Point labeling examples:
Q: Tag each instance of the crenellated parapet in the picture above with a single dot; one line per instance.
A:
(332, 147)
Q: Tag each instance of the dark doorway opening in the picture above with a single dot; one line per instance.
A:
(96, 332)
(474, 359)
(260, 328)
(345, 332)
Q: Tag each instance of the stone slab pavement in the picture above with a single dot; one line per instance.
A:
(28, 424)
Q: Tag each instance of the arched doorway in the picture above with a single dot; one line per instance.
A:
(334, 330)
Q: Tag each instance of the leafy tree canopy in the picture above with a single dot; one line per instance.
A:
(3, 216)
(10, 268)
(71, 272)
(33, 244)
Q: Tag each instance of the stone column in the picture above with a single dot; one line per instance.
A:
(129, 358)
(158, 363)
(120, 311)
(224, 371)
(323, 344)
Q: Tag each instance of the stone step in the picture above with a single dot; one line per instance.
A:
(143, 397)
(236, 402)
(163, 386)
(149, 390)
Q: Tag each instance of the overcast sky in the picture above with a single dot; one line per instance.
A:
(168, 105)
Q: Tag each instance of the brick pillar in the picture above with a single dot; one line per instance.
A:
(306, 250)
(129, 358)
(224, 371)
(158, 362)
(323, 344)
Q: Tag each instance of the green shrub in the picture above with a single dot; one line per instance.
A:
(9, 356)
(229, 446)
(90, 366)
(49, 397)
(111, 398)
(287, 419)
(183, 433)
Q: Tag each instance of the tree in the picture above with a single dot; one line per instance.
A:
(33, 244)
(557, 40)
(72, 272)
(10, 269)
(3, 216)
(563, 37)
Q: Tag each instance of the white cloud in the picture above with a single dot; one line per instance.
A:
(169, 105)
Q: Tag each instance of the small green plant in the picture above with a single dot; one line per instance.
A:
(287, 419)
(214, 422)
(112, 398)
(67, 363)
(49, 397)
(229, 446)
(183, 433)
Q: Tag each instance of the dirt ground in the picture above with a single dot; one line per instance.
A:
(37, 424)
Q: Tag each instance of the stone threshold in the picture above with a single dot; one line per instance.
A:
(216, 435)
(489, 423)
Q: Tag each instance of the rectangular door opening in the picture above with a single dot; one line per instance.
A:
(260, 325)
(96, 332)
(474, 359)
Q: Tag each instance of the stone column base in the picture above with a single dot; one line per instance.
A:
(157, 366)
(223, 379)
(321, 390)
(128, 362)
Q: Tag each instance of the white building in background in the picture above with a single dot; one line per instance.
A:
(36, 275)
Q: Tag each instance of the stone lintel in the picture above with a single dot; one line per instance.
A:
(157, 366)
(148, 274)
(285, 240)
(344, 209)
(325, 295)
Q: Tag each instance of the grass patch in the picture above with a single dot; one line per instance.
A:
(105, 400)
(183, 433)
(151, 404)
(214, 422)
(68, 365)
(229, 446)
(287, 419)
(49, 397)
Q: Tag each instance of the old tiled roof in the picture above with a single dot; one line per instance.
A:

Task directions:
Rewrite all of the lines above, swapping "with a single dot" for "with one point" wherever it occurs and leaving everything else as it is.

Final answer:
Q: Tag each instance of the crenellated parapet in the picture above with one point; one line per instance.
A:
(332, 147)
Q: Tag each instance of the dark doorway opening in the picture above with one point; one line per instance.
A:
(96, 332)
(474, 359)
(260, 328)
(345, 332)
Q: Tag each instance of the stone slab pavement in the picture above with one point; one line per instance.
A:
(28, 424)
Q: Tag each instance of the arched doorway in the picture above with one point; one line per instance.
A:
(334, 330)
Q: Tag each instance of the leafy tree canopy in the picture above with one point; one line per instance.
A:
(3, 216)
(10, 268)
(71, 272)
(33, 244)
Q: Tag each instance of the stone column in the picture above with one point; one line per instance.
A:
(129, 358)
(158, 363)
(120, 311)
(224, 371)
(323, 344)
Q: Tag each instance of the stone step in the picture above with one point; one line per instance.
A:
(143, 397)
(236, 402)
(163, 386)
(149, 390)
Q: Tag each instance of the overcast sky in the picture above with one point; one line per instance.
A:
(168, 105)
Q: Tag each instance of the brick pillar in the picture above with one point; one line per instance.
A:
(306, 250)
(129, 358)
(224, 371)
(158, 362)
(323, 344)
Q: Tag each instance of the green shrub in the picture above with one point; one line per instance.
A:
(9, 356)
(229, 446)
(90, 366)
(49, 397)
(111, 398)
(287, 419)
(183, 433)
Q: Tag each instance of the tree in the picture above with one point; one line per instance.
A:
(33, 244)
(557, 40)
(72, 272)
(10, 269)
(3, 216)
(563, 37)
Q: Tag each instance of the white cloud in the picture above with one point; one line per instance.
A:
(169, 105)
Q: Tag each instance of the small green plant in the picture above with one point; one line per instance.
A:
(287, 419)
(214, 422)
(112, 398)
(67, 363)
(49, 397)
(229, 446)
(183, 433)
Q: Tag each instance of the dirt ground in the picture above with one point; one line per instance.
A:
(37, 424)
Q: Tag each instance of the stone threshold in the picture above with one point; one line per instance.
A:
(216, 435)
(489, 423)
Q: Tag each instance of the rectangular door opening in the picture above with one point; one line per instance.
A:
(260, 325)
(96, 332)
(474, 359)
Q: Tag each instance of the stone column base in the picture above with one point; one line per instance.
A:
(157, 366)
(223, 379)
(321, 390)
(128, 362)
Q: Tag each instance of the white building in background in the picture above with one point; one line per instance.
A:
(36, 275)
Q: Tag each instance of the stone lintel in the picture above with one point; one line per instance.
A:
(157, 366)
(148, 274)
(285, 240)
(344, 209)
(325, 295)
Q: Tag each instance of the grass patch in the picture above with one point; one line per instance.
A:
(105, 400)
(183, 433)
(151, 404)
(214, 422)
(68, 365)
(229, 446)
(287, 419)
(49, 397)
Q: Tag each instance of the old tiled roof in the picture above with one point; one line per instance.
A:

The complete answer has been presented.